COMPLETE THE FOLLOWING:
1. Which Perl documentation pages with names beginning "perl" does the post on Perl subroutine documentation mention?
2. Could you output the post on Perl subroutine documentation from "This is one" up to and including "from Perl's perspective.)", word for word?

═════ PASSAGE TO READ ═════

The description of Perl subroutine

(In the index of "Language reference" the description is called "perlsub - subroutine function". What is a subroutine function?)

I suppose the intention of perlsub is to describe the subroutine mechanism in Perl.

This is one of the key parts to understand the usage of a Perl subroutine: From perlsub:

The Perl model for function call and return values is simple: all functions are passed as parameters one single flat list of scalars, and all functions likewise return to their caller one single flat list of scalars. Any arrays or hashes in these call and return lists will collapse, losing their identities--but you may always use pass-by-reference instead to avoid this. Both call and return lists may contain as many or as few scalar elements as you'd like. (Often a function without an explicit return statement is called a subroutine, but there's really no difference from Perl's perspective.)

(According to the glossary a function refers to a "subroutine or operator that returns a value". The sentence in parenthesis is a bit confusing.)

I have also been misled to think that the text above applies to all the functions described in index-functions.

My proposal is to change the text to:

The Perl model for subroutine call arguments and return values is simple: all subroutines are passed as arguments one single flat list of scalars. All subroutines return a return value, which is one single flat list of scalars. Any arrays or hashes in these call and return lists will collapse, losing their identities--but you may always use pass-by-reference instead to avoid this. Both call and return lists may contain as many or as few scalar elements as you'd like.

And to add this:

The arguments and return values are transferred using the argument stack. The arguments in the script source code is processed (evaluated) to store them in the argument stack. This is done before the subroutine definition is called.

The syntax patterns in the beginning of the descriptions of functions implemented by subroutines, describe the content of the argument stack after the per-processing (evaluation) of the arguments.

(argument stack must be added to perlglossary. Argument stack is described in perlguts

The description of the function split

In the description of the Perl functions it isn't always stated how a function is implemented.

Split is not implemented as a subroutine and does not behave like a subroutine. At least the differences in the processing of the arguments compared to the normal processing of those to a normal Perl subroutine must be described.

The syntax pattern for split describes the source code, not the result after per-processing of the arguments as it is for a subroutine.

═════ DATA SUPPLIED ═════

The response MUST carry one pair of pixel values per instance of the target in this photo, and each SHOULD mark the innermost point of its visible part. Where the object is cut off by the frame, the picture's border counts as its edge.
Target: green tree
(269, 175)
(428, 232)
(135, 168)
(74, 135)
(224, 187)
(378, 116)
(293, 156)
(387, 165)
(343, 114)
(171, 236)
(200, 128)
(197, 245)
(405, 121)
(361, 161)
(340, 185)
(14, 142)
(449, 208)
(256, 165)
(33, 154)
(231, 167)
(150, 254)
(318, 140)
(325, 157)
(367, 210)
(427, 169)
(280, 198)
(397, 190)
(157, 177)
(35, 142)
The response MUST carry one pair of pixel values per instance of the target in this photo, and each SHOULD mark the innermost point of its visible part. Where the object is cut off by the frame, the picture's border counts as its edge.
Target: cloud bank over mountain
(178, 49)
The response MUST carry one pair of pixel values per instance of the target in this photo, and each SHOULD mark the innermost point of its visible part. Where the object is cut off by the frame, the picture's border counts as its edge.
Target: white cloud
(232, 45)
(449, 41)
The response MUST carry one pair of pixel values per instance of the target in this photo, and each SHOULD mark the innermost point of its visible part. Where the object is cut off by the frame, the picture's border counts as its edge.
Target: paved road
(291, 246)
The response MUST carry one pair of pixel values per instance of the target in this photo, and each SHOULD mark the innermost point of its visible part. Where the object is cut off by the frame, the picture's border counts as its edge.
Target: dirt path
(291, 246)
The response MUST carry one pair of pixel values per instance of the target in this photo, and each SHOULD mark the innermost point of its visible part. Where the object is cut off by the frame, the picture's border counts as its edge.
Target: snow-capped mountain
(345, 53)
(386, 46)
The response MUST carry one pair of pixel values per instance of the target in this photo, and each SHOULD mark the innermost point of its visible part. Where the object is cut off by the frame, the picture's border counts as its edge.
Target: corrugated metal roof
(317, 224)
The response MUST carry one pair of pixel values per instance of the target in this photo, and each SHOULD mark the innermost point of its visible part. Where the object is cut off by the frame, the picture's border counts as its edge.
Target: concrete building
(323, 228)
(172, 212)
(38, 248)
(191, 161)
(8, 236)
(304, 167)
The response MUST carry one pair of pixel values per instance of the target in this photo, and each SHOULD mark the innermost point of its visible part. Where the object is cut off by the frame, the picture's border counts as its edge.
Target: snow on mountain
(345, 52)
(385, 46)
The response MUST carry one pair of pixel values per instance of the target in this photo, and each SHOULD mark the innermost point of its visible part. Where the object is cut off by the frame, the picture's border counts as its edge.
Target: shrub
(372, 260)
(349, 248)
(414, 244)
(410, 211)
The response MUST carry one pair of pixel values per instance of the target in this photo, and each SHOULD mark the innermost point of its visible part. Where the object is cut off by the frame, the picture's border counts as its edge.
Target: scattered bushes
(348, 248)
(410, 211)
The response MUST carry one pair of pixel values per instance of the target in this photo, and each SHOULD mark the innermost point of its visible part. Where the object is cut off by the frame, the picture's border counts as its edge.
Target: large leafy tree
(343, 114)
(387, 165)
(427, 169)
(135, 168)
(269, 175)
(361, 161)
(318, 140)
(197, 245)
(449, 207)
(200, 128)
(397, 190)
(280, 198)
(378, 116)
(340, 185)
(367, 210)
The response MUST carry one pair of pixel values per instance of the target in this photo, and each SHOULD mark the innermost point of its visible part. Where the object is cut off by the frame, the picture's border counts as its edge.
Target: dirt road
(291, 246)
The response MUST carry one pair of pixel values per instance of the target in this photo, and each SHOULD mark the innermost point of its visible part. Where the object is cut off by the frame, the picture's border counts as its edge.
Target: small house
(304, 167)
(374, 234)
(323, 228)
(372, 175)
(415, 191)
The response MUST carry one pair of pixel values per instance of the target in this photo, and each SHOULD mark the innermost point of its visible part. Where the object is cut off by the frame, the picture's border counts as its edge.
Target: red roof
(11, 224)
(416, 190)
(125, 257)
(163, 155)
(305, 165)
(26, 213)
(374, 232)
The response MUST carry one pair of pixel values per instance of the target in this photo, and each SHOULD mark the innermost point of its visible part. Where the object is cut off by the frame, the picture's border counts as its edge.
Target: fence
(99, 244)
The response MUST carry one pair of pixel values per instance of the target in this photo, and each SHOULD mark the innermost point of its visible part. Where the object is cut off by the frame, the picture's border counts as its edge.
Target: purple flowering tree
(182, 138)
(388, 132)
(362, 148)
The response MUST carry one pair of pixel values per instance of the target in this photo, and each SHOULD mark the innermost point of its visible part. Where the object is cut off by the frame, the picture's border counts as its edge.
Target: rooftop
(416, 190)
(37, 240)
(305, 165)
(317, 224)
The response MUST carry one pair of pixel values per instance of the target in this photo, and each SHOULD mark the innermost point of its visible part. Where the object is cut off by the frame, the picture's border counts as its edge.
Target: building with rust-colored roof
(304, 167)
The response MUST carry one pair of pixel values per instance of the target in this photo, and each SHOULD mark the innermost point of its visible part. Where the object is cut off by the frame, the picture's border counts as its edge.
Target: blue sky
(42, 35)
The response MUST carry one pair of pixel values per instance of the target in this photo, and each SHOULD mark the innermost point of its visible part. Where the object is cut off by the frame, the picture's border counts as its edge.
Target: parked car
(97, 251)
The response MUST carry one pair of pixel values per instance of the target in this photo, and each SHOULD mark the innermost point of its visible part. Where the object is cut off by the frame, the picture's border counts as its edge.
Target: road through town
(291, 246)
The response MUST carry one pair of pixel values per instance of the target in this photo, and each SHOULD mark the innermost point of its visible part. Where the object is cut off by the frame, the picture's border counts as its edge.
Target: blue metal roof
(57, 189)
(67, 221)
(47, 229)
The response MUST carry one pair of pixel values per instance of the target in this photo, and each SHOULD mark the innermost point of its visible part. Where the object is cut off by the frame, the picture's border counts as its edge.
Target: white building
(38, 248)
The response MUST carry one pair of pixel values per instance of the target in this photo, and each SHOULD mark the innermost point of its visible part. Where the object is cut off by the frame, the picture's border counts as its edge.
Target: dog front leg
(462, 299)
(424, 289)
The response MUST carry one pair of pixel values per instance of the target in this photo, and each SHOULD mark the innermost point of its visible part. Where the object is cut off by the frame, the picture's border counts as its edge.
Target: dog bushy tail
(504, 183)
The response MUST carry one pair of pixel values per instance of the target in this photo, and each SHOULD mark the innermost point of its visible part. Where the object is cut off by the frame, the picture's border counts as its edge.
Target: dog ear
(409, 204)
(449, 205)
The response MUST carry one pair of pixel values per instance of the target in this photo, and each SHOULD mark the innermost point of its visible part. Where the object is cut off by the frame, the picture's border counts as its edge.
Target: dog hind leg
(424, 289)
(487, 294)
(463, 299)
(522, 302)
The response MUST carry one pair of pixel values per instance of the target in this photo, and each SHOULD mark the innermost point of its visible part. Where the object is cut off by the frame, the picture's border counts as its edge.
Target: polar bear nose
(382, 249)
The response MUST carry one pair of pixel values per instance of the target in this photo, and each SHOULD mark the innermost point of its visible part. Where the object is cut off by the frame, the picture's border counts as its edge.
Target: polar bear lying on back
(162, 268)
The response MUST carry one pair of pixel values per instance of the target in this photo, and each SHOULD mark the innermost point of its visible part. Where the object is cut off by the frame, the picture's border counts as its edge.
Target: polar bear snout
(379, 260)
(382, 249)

═════

SOLVED TASKS:
1. perlsub, perlglossary, perlguts

2.
This is one of the key parts to understand the usage of a Perl subroutine: From perlsub:

The Perl model for function call and return values is simple: all functions are passed as parameters one single flat list of scalars, and all functions likewise return to their caller one single flat list of scalars. Any arrays or hashes in these call and return lists will collapse, losing their identities--but you may always use pass-by-reference instead to avoid this. Both call and return lists may contain as many or as few scalar elements as you'd like. (Often a function without an explicit return statement is called a subroutine, but there's really no difference from Perl's perspective.)